* begin INPUT RECORDS *

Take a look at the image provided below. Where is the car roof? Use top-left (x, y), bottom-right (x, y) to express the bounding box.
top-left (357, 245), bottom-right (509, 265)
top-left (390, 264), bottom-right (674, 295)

* end INPUT RECORDS *
* begin INPUT RECORDS *

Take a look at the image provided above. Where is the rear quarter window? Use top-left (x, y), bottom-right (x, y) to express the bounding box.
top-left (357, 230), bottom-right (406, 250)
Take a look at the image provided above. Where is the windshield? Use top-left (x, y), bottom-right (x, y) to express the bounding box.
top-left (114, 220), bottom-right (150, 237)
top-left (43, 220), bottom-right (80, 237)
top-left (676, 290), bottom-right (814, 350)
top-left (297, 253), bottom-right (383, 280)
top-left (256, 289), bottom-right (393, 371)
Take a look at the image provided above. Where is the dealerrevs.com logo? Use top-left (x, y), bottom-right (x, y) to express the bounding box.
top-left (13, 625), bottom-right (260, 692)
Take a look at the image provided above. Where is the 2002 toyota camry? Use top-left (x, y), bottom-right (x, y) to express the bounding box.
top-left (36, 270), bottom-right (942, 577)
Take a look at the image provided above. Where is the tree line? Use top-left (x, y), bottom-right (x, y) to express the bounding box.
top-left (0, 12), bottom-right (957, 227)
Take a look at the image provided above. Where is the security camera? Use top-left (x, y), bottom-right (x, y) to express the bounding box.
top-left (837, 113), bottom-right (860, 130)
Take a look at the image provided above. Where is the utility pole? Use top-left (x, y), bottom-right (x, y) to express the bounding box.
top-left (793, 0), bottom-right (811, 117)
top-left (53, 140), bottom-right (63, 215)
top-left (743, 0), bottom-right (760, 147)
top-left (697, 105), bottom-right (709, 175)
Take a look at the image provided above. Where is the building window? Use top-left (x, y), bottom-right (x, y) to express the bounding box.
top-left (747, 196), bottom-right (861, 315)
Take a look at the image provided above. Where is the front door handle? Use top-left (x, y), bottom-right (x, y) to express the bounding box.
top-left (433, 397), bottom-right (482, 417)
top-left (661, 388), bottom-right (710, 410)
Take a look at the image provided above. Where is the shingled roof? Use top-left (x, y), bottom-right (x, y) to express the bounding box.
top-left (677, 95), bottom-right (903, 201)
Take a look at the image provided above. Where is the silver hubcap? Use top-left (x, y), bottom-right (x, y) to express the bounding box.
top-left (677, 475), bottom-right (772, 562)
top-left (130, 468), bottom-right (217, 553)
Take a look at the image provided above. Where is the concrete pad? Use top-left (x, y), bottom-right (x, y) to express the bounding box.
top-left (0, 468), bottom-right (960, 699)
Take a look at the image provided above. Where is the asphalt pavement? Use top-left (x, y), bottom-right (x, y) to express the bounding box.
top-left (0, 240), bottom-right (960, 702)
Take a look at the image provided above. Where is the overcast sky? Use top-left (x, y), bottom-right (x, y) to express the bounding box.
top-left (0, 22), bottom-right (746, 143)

* end INPUT RECORDS *

__AIM OF THE TASK__. Return the items from the line containing "is the shingled" through the line containing "top-left (0, 22), bottom-right (746, 143)", inclusive, reproducing each line verbatim.

__SOLUTION TO THE EXERCISE__.
Take a look at the image provided above. Where is the shingled roof? Use top-left (x, y), bottom-right (x, y) to express the bounding box.
top-left (677, 95), bottom-right (903, 201)
Take a look at the image provided above. Where is the silver hubcap? Use top-left (x, y), bottom-right (x, y) to express the bounding box.
top-left (677, 475), bottom-right (772, 562)
top-left (130, 468), bottom-right (217, 553)
Take a look at the image provided above. Where is the concrete pad? Use top-left (x, y), bottom-right (x, y) to express the bounding box.
top-left (0, 468), bottom-right (960, 699)
Take a look at the image provided above. Where is the asphalt pavement? Use top-left (x, y), bottom-right (x, y) to express the bounding box.
top-left (0, 240), bottom-right (960, 702)
Take a look at the image provided above. Where is the overcast sky? Use top-left (x, y), bottom-right (x, y) to express the bounding box.
top-left (0, 22), bottom-right (746, 143)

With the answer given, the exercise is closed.